Please collect each line in the material below that contains the string "snow", and copy those lines out. Case counts.

### INPUT RECORDS
# # #
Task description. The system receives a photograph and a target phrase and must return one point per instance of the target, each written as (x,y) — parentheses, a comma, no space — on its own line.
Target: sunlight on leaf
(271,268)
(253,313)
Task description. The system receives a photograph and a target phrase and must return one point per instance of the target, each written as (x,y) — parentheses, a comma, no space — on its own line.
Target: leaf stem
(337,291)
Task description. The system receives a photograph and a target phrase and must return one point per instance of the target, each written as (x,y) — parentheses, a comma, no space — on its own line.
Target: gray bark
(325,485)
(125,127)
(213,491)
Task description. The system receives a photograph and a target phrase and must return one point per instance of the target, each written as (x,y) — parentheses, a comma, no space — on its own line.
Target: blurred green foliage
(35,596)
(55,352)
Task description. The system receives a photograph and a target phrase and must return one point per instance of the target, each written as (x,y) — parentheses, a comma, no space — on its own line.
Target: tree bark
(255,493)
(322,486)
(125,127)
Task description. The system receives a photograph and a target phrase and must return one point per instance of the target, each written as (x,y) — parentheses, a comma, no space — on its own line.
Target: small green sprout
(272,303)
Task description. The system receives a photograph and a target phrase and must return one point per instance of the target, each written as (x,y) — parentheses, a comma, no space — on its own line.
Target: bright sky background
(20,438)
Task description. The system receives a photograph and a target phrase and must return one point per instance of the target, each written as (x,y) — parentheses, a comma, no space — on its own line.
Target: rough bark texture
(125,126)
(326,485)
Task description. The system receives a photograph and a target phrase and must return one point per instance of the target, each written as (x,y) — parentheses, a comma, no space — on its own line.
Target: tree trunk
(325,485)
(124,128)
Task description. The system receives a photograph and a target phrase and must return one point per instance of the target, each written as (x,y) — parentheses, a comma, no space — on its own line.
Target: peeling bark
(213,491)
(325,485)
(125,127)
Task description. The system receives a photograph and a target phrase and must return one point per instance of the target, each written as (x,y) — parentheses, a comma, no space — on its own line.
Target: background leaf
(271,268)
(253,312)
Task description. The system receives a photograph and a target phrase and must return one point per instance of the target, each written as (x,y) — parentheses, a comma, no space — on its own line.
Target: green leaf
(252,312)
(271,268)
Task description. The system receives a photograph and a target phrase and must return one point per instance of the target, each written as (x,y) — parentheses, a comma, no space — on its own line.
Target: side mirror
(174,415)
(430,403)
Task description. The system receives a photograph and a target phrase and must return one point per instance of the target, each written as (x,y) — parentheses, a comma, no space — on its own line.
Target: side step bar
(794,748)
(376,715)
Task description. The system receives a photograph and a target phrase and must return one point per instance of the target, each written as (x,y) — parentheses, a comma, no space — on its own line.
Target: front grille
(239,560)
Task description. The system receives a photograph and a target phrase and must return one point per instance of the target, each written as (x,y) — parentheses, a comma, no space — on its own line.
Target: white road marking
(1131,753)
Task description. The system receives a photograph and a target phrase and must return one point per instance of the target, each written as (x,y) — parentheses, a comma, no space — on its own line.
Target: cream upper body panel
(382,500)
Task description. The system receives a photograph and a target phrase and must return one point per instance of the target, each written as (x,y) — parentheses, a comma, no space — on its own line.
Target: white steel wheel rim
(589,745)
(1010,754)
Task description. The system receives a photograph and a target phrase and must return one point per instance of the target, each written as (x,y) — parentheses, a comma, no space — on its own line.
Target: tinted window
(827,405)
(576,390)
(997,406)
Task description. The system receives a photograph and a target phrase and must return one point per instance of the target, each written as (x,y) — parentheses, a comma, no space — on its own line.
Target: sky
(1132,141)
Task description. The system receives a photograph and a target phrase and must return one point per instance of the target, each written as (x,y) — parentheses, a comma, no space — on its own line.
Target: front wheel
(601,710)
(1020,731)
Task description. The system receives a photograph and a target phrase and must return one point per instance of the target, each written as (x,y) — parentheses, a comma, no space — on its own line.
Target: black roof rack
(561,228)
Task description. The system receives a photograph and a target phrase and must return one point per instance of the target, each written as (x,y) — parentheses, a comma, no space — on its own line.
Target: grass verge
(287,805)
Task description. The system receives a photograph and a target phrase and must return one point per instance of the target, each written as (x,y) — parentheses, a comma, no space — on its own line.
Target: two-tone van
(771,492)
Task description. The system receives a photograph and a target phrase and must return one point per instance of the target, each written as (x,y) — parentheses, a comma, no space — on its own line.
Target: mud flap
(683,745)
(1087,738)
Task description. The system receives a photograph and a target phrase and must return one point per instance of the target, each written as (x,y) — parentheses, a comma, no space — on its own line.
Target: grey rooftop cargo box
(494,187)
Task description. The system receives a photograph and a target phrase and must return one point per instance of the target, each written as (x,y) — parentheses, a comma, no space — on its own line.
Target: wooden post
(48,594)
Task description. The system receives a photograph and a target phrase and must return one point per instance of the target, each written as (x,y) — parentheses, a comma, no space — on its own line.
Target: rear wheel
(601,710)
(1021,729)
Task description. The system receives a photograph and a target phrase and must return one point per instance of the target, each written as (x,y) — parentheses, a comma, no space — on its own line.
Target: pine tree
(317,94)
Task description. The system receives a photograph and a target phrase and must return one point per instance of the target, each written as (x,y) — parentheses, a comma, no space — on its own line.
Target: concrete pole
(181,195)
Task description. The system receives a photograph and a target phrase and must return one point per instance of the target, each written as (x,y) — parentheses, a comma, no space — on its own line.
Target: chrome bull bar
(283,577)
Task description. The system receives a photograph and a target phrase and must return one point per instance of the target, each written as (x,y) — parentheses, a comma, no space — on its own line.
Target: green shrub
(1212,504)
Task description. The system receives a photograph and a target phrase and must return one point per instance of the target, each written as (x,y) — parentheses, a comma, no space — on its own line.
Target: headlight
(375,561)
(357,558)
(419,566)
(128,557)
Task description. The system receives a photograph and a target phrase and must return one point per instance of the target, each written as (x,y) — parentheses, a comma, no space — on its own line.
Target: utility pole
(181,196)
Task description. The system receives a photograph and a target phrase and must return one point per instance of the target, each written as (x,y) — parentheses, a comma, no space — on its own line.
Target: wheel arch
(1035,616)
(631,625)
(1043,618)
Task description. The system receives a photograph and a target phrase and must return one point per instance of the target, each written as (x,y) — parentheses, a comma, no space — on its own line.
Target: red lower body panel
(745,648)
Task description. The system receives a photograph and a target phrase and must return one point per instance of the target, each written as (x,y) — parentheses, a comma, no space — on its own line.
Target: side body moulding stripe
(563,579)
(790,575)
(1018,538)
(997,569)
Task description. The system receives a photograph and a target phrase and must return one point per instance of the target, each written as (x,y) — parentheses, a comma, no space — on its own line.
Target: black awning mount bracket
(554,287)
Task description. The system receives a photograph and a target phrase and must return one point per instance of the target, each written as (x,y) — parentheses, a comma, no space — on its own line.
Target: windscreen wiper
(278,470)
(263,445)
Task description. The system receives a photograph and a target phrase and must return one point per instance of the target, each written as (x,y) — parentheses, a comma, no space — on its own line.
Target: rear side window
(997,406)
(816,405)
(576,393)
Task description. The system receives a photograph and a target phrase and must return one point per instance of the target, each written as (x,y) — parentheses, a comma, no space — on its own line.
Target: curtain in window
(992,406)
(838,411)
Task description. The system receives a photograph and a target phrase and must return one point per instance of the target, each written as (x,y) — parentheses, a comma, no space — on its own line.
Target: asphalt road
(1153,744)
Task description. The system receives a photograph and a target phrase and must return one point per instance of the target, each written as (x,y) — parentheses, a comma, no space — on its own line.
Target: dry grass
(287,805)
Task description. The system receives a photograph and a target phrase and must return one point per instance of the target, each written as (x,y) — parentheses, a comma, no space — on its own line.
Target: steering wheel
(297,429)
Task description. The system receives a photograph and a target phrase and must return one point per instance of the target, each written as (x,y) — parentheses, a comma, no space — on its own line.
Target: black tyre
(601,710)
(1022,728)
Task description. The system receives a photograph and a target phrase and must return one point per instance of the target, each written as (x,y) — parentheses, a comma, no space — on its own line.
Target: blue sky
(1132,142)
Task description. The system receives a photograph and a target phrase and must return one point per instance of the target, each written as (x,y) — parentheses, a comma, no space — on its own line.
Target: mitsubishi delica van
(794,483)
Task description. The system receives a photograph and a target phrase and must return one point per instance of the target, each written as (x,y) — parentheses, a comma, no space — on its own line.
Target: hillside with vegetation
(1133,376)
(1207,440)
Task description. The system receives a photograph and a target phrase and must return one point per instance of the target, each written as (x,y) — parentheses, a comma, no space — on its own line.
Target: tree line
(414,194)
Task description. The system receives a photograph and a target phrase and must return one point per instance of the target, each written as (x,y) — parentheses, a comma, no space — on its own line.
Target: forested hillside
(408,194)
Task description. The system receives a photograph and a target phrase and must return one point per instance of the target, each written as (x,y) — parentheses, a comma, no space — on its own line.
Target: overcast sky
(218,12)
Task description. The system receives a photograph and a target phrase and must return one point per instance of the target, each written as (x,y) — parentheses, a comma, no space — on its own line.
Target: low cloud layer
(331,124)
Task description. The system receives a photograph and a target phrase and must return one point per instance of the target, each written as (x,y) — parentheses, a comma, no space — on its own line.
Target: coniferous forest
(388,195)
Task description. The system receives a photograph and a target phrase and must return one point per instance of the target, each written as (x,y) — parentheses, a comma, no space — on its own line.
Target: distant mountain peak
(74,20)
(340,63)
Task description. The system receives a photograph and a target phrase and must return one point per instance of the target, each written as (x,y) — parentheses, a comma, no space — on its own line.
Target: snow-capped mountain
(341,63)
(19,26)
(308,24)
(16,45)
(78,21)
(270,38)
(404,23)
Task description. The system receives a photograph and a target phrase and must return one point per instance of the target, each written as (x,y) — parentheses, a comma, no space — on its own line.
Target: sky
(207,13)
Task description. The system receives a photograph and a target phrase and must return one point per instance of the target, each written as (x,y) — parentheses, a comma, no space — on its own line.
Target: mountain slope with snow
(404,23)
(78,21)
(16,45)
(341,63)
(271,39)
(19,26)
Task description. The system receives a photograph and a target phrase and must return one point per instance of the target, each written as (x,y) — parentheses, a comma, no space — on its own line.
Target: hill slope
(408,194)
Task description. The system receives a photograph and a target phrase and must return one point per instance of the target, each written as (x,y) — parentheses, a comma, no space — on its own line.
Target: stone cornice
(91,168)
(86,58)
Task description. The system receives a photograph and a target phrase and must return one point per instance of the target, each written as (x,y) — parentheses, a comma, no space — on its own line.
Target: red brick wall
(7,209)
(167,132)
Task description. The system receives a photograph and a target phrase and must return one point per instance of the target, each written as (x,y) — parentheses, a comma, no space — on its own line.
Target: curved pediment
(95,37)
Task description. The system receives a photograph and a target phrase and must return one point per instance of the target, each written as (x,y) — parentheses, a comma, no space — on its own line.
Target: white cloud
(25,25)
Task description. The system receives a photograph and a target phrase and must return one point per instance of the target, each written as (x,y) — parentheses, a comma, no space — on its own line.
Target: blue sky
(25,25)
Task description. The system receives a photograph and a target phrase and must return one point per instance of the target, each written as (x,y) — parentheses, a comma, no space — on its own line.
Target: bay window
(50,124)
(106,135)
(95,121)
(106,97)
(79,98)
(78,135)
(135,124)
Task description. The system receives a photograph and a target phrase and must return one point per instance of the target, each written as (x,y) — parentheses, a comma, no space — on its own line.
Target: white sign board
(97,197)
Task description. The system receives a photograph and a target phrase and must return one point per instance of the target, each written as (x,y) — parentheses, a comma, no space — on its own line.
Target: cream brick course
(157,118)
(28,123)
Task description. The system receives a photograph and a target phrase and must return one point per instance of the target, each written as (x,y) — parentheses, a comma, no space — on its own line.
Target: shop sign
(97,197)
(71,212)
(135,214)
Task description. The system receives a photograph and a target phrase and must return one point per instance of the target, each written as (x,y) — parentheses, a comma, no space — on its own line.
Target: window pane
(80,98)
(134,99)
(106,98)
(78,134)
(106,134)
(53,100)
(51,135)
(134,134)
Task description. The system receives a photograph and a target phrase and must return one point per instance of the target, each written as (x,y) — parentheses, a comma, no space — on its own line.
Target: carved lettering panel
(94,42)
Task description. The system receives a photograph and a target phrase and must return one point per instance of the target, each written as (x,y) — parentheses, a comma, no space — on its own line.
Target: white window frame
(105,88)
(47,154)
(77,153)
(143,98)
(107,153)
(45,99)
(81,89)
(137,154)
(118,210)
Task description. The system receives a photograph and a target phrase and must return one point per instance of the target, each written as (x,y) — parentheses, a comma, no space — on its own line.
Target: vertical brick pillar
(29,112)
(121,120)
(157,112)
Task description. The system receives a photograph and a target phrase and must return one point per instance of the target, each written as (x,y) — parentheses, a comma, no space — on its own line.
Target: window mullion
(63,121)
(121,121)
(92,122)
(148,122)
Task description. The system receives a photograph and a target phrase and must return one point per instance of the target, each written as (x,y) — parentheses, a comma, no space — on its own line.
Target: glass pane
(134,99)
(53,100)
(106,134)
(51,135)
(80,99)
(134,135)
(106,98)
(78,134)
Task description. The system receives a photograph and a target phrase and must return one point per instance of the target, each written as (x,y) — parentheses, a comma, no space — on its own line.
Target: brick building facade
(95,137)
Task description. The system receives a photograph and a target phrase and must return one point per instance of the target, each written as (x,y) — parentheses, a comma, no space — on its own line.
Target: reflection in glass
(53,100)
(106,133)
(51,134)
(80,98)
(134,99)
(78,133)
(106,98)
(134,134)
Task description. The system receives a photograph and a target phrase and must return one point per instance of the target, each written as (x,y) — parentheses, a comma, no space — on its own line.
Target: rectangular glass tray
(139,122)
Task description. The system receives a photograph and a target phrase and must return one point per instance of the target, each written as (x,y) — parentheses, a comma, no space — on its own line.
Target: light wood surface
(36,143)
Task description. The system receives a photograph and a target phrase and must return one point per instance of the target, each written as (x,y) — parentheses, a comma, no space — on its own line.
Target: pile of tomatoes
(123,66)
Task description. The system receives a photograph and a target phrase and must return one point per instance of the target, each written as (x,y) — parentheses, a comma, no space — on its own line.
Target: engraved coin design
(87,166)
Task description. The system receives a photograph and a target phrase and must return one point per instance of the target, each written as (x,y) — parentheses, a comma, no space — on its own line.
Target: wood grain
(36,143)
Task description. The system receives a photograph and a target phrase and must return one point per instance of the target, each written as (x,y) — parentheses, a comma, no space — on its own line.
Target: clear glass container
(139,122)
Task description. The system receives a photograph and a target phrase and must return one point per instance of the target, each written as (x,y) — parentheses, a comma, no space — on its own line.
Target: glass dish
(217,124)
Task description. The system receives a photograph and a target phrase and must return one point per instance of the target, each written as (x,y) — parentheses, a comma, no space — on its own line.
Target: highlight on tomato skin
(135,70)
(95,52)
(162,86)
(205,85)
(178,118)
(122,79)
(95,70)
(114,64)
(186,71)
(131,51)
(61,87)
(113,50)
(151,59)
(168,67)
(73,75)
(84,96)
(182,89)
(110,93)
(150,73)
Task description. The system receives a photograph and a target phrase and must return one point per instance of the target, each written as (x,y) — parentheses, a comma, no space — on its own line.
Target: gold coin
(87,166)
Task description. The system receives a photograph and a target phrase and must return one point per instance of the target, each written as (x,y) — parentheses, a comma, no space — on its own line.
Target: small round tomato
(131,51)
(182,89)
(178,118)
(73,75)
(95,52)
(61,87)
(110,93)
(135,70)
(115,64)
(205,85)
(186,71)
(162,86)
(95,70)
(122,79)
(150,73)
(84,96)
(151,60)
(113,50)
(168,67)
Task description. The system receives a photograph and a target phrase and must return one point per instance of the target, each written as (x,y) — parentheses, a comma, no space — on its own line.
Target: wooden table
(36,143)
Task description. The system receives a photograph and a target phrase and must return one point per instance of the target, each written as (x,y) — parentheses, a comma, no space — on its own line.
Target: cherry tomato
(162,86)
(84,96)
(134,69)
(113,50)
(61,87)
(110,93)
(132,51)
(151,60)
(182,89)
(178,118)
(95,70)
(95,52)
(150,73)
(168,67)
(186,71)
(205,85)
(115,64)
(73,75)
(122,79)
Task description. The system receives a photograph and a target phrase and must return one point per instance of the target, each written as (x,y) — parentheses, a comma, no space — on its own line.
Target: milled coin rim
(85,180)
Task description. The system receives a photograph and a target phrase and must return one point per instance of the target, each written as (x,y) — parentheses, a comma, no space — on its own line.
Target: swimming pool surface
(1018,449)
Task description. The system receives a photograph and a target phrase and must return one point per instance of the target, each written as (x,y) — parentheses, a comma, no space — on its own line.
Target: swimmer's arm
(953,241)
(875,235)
# # #
### ANSWER TO THE PROBLEM
Target: snow-capped mountain
Target: mountain slope with snow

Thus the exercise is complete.